#### [The task]
Reproduce each of the following lines word for word.

Excerpts from a point labeling dataset
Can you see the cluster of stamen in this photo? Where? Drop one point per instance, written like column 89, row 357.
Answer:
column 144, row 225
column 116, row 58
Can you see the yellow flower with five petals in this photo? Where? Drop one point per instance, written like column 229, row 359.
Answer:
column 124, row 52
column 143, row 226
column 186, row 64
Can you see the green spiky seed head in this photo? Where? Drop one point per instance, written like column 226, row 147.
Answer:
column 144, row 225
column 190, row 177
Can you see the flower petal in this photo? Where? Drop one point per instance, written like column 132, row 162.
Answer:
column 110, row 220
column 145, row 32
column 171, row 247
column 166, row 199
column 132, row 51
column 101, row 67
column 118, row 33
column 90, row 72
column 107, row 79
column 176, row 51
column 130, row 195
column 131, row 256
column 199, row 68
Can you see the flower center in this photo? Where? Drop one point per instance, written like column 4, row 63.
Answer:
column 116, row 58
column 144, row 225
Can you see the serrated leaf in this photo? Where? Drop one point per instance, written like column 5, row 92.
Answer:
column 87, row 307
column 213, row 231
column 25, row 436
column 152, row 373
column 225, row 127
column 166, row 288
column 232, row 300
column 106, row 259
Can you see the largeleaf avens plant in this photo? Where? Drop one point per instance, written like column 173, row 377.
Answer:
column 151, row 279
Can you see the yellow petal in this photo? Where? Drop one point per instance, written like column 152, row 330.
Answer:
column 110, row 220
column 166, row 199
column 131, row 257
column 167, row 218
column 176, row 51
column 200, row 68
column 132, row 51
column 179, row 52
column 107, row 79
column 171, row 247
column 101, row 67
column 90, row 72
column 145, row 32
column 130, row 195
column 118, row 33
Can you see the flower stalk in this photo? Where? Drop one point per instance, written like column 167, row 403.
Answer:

#### [Output for this task]
Can you see the cluster of stamen in this photo? Where? Drop one point per instance, written like column 89, row 357.
Answer:
column 144, row 225
column 116, row 58
Can you see the yellow flower with five petals in this photo? Where? Drop one point per instance, written like column 229, row 359.
Answer:
column 124, row 52
column 143, row 226
column 186, row 64
Can you see the green spiky seed head in this photo? Where? Drop one point per instance, written like column 226, row 147.
Answer:
column 144, row 225
column 190, row 177
Can you see the flower petal in this photo? Where? Drop one point per instance, written like column 132, row 162.
Answer:
column 110, row 220
column 145, row 32
column 171, row 247
column 166, row 199
column 132, row 51
column 101, row 67
column 118, row 33
column 90, row 72
column 107, row 79
column 176, row 51
column 130, row 195
column 131, row 256
column 199, row 68
Can you see the flower center in this photo? Where? Drop one point per instance, written like column 4, row 63.
Answer:
column 116, row 58
column 144, row 225
Can you see the serrated leaf in this photo? Where? Drop one point per instance, written like column 5, row 92.
Answer:
column 87, row 307
column 213, row 231
column 25, row 436
column 152, row 373
column 225, row 127
column 166, row 288
column 232, row 300
column 106, row 259
Can you see the largeleaf avens plant in this photo? Where? Drop one point per instance, written like column 173, row 377.
Answer:
column 151, row 279
Can you see the yellow petal in this photo? Where? Drop one point per instance, written like column 152, row 330.
Answer:
column 110, row 220
column 166, row 199
column 131, row 257
column 167, row 218
column 176, row 51
column 200, row 68
column 132, row 51
column 179, row 52
column 107, row 79
column 171, row 247
column 101, row 67
column 90, row 72
column 145, row 32
column 130, row 195
column 118, row 33
Can you see the flower stalk in this photo? Where? Drop one point per instance, written like column 167, row 403.
Answer:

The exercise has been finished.